[[ LISTED RECORDS, beginning ]]

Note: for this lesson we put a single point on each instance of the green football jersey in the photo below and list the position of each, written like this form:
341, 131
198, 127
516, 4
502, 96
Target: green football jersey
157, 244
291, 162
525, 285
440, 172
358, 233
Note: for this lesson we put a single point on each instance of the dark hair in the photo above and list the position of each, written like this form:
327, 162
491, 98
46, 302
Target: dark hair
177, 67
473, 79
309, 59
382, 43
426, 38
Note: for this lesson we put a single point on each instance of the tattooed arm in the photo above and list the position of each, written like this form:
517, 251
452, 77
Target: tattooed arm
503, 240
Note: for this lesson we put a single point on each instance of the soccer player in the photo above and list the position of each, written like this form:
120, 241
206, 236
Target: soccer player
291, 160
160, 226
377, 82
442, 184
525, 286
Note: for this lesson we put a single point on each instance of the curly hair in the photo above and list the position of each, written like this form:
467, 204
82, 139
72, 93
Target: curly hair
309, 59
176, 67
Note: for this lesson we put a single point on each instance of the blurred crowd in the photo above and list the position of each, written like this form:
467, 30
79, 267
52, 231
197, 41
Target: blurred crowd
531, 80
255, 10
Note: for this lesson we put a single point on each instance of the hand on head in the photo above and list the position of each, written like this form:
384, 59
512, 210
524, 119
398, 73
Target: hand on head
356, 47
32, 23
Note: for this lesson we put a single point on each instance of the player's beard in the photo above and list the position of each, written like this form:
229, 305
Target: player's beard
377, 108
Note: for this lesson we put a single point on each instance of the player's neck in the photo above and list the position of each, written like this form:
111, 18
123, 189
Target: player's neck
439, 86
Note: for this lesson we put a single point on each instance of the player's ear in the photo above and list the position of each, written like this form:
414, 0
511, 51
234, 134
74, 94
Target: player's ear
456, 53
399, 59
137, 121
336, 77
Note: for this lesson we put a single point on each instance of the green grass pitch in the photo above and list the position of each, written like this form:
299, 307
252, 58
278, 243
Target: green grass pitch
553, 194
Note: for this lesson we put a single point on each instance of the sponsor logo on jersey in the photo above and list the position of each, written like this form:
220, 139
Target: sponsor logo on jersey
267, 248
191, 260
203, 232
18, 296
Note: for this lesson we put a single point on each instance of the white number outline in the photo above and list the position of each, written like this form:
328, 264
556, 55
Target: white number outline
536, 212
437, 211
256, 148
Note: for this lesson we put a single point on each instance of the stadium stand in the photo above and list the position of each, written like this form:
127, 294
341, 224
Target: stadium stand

[[ LISTED RECORDS, end ]]

| REQUIRED ACTION |
Match on "stadium" and copy out every line of the entries that contains it.

| TASK RESULT |
Note: for this lesson we put a single point on each instance of the stadium stand in the photo above and list the position of each, written like this form:
Target: stadium stand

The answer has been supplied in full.